Point placement records:
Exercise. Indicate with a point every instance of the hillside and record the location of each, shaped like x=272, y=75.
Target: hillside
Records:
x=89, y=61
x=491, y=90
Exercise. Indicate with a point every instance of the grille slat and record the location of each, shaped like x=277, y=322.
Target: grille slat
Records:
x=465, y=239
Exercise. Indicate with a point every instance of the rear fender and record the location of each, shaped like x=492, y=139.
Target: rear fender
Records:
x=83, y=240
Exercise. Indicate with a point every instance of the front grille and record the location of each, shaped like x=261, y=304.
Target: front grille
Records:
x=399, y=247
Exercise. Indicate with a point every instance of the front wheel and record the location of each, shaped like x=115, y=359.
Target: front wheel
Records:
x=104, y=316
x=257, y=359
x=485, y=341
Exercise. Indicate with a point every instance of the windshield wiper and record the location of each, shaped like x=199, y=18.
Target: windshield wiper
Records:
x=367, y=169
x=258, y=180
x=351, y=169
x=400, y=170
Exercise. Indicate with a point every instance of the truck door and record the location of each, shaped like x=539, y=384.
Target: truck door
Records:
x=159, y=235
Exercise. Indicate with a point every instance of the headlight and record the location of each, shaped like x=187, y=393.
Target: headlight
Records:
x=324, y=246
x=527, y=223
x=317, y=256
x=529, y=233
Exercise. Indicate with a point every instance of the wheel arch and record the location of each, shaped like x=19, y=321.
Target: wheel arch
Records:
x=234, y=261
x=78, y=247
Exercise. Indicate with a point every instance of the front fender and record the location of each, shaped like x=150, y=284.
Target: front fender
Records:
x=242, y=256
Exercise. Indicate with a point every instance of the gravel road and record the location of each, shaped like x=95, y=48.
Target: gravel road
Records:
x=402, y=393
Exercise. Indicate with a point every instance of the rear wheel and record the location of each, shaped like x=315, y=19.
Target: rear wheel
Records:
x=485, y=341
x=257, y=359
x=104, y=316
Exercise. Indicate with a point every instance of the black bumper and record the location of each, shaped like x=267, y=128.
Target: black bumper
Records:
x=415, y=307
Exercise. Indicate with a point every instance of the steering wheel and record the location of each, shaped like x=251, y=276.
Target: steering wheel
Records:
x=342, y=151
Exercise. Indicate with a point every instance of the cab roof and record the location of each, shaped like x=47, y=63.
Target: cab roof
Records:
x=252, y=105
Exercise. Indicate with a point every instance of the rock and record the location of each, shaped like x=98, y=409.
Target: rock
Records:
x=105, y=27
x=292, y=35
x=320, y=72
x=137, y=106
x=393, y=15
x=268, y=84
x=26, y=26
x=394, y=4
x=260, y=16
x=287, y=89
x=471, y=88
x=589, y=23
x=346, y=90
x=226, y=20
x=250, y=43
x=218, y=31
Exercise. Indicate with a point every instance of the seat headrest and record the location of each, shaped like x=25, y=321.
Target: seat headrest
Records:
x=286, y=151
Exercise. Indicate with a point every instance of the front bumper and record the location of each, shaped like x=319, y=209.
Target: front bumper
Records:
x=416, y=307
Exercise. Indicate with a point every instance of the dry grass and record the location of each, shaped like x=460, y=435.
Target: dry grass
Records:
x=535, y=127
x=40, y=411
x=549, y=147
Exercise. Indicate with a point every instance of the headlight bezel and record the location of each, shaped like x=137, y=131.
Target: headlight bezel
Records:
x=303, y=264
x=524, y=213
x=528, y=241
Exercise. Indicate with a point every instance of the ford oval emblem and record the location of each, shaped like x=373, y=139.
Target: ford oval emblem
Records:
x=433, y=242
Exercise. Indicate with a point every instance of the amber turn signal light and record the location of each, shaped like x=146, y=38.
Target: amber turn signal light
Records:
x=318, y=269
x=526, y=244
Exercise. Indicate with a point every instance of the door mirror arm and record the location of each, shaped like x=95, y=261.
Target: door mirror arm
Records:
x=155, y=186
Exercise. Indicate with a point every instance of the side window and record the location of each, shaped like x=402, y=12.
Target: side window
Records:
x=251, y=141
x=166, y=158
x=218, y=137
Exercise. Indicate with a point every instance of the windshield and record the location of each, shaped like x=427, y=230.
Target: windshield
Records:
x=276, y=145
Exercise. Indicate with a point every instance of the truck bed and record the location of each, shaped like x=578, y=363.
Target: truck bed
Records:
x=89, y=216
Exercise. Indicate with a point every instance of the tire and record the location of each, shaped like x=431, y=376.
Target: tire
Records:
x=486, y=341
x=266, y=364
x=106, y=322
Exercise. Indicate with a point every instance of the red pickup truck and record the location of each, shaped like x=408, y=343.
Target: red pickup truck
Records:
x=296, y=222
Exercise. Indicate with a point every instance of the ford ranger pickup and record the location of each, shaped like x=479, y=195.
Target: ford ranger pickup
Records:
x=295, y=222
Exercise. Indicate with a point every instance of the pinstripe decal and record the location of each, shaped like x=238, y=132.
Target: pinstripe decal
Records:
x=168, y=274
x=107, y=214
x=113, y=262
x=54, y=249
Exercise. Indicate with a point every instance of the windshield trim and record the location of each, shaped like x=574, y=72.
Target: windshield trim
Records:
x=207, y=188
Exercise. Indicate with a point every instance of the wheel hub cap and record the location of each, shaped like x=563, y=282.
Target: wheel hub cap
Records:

TASK GOAL:
Arrange every line of the listing above as a Markdown table with two columns, "Row" for the row number and "Line" for the line itself. Leave out any blank lines.

TASK RESULT:
| Row | Line |
|---|---|
| 1 | Exercise. Indicate with a point every instance of the hillside and record the location of each, shaped like x=272, y=75. |
| 2 | Target: hillside |
| 3 | Records: |
| 4 | x=89, y=61 |
| 5 | x=491, y=90 |
| 6 | Exercise. Indicate with a point every instance of the grille slat and record the location of each, shaped like x=277, y=322. |
| 7 | Target: grille slat |
| 8 | Records: |
| 9 | x=465, y=239 |
| 10 | Exercise. Indicate with a point every instance of the rear fender and record the location of each, shaped like x=492, y=139. |
| 11 | Target: rear fender |
| 12 | Records: |
| 13 | x=83, y=240 |
| 14 | Exercise. Indicate with a point every instance of the front grille and record the location of each, shaped like x=261, y=304. |
| 15 | Target: front grille |
| 16 | Records: |
| 17 | x=399, y=247 |
| 18 | Exercise. Indicate with a point every instance of the front wheel and record the location of each, shaped like x=115, y=359. |
| 19 | Target: front wheel |
| 20 | Records: |
| 21 | x=104, y=316 |
| 22 | x=257, y=359 |
| 23 | x=485, y=341 |
| 24 | Exercise. Indicate with a point every instance of the windshield wiper and record the location of each, shaped like x=199, y=18. |
| 25 | Target: windshield wiper |
| 26 | Records: |
| 27 | x=367, y=169 |
| 28 | x=258, y=180 |
| 29 | x=351, y=169 |
| 30 | x=400, y=170 |
| 31 | Exercise. Indicate with a point every instance of the truck door and record the location of each, shaped like x=539, y=384. |
| 32 | Target: truck door |
| 33 | Records: |
| 34 | x=159, y=235 |
| 35 | Exercise. Indicate with a point every instance of the headlight and record the location of each, shaped like x=187, y=393. |
| 36 | Target: headlight |
| 37 | Records: |
| 38 | x=324, y=246 |
| 39 | x=527, y=223 |
| 40 | x=317, y=256 |
| 41 | x=529, y=233 |
| 42 | Exercise. Indicate with a point every instance of the wheel arch and record the location of each, shaped like x=19, y=321. |
| 43 | Target: wheel arch |
| 44 | Records: |
| 45 | x=234, y=261 |
| 46 | x=78, y=247 |
| 47 | Exercise. Indicate with a point every instance of the front fender and record the location of each, shaped like x=150, y=284. |
| 48 | Target: front fender |
| 49 | Records: |
| 50 | x=242, y=256 |
| 51 | Exercise. Indicate with a point every instance of the gravel road and record the location of each, shaped like x=95, y=48. |
| 52 | Target: gravel road |
| 53 | Records: |
| 54 | x=402, y=393 |
| 55 | Exercise. Indicate with a point every instance of the rear wheel and record the location of each, shaped like x=315, y=19. |
| 56 | Target: rear wheel |
| 57 | Records: |
| 58 | x=485, y=341 |
| 59 | x=257, y=359 |
| 60 | x=104, y=316 |
| 61 | Exercise. Indicate with a point every instance of the black bumper and record the location of each, shaped like x=267, y=128. |
| 62 | Target: black bumper |
| 63 | Records: |
| 64 | x=415, y=307 |
| 65 | Exercise. Indicate with a point every instance of the steering wheel and record the location of each, shaped like x=251, y=276. |
| 66 | Target: steering wheel |
| 67 | Records: |
| 68 | x=342, y=151 |
| 69 | Exercise. Indicate with a point every instance of the cab roof and record the location of each, shaped like x=47, y=63. |
| 70 | Target: cab roof |
| 71 | Records: |
| 72 | x=252, y=105 |
| 73 | Exercise. Indicate with a point every instance of the rock and record the location of each, shaped like x=98, y=409. |
| 74 | Target: rock |
| 75 | Records: |
| 76 | x=105, y=27 |
| 77 | x=292, y=35 |
| 78 | x=320, y=72 |
| 79 | x=137, y=106 |
| 80 | x=393, y=15 |
| 81 | x=268, y=84 |
| 82 | x=26, y=26 |
| 83 | x=394, y=4 |
| 84 | x=260, y=16 |
| 85 | x=287, y=89 |
| 86 | x=471, y=88 |
| 87 | x=589, y=23 |
| 88 | x=346, y=90 |
| 89 | x=226, y=20 |
| 90 | x=250, y=43 |
| 91 | x=218, y=31 |
| 92 | Exercise. Indicate with a point every instance of the seat headrest and record the location of each, shaped like x=25, y=321. |
| 93 | Target: seat headrest |
| 94 | Records: |
| 95 | x=286, y=151 |
| 96 | Exercise. Indicate with a point every instance of the front bumper and record the location of each, shaped like x=319, y=209. |
| 97 | Target: front bumper |
| 98 | Records: |
| 99 | x=416, y=307 |
| 100 | Exercise. Indicate with a point every instance of the dry grass and record the location of each, shaped like x=460, y=435. |
| 101 | Target: dry grass |
| 102 | Records: |
| 103 | x=535, y=127 |
| 104 | x=40, y=411 |
| 105 | x=549, y=147 |
| 106 | Exercise. Indicate with a point every instance of the headlight bezel and record the location of each, shaped like x=137, y=131. |
| 107 | Target: headlight bezel |
| 108 | Records: |
| 109 | x=303, y=264 |
| 110 | x=524, y=213 |
| 111 | x=528, y=241 |
| 112 | Exercise. Indicate with a point every instance of the ford oval emblem and record the location of each, shaped like x=373, y=139. |
| 113 | Target: ford oval emblem |
| 114 | Records: |
| 115 | x=433, y=242 |
| 116 | Exercise. Indicate with a point every instance of the amber turn signal light and record the location of each, shaped like x=146, y=38. |
| 117 | Target: amber turn signal light |
| 118 | Records: |
| 119 | x=318, y=269 |
| 120 | x=526, y=244 |
| 121 | Exercise. Indicate with a point every instance of the door mirror arm and record the location of each, shaped like x=95, y=261. |
| 122 | Target: door mirror arm |
| 123 | Records: |
| 124 | x=155, y=186 |
| 125 | Exercise. Indicate with a point every instance of the side window and record the location of each, shaped like x=402, y=12. |
| 126 | Target: side window |
| 127 | Records: |
| 128 | x=251, y=141 |
| 129 | x=166, y=158 |
| 130 | x=218, y=137 |
| 131 | Exercise. Indicate with a point every instance of the windshield and record the location of each, shaped like x=427, y=230. |
| 132 | Target: windshield |
| 133 | Records: |
| 134 | x=276, y=145 |
| 135 | Exercise. Indicate with a point every instance of the truck bed and record the location of each, shaped like x=578, y=363. |
| 136 | Target: truck bed |
| 137 | Records: |
| 138 | x=89, y=216 |
| 139 | Exercise. Indicate with a point every instance of the tire and record the location of each, shaped like x=431, y=376. |
| 140 | Target: tire |
| 141 | Records: |
| 142 | x=486, y=341 |
| 143 | x=266, y=364 |
| 144 | x=106, y=322 |
| 145 | Exercise. Indicate with a point every instance of the red pickup truck and record the location of each, shaped like x=408, y=343. |
| 146 | Target: red pickup truck |
| 147 | Records: |
| 148 | x=296, y=222 |
| 149 | Exercise. Indicate with a point every instance of the ford ranger pickup and record the location of each, shaped like x=479, y=195. |
| 150 | Target: ford ranger pickup |
| 151 | Records: |
| 152 | x=295, y=222 |
| 153 | Exercise. Indicate with a point every instance of the pinstripe decal and record the location of each, shaped like x=238, y=132. |
| 154 | Target: pinstripe decal |
| 155 | Records: |
| 156 | x=168, y=274 |
| 157 | x=107, y=214 |
| 158 | x=113, y=262 |
| 159 | x=54, y=249 |
| 160 | Exercise. Indicate with a point every instance of the windshield trim and record the location of each, shaped like x=574, y=72. |
| 161 | Target: windshield trim |
| 162 | Records: |
| 163 | x=207, y=188 |
| 164 | Exercise. Indicate with a point every instance of the wheel hub cap and record the location of each, shaped like x=563, y=282. |
| 165 | Target: wheel hub cap |
| 166 | Records: |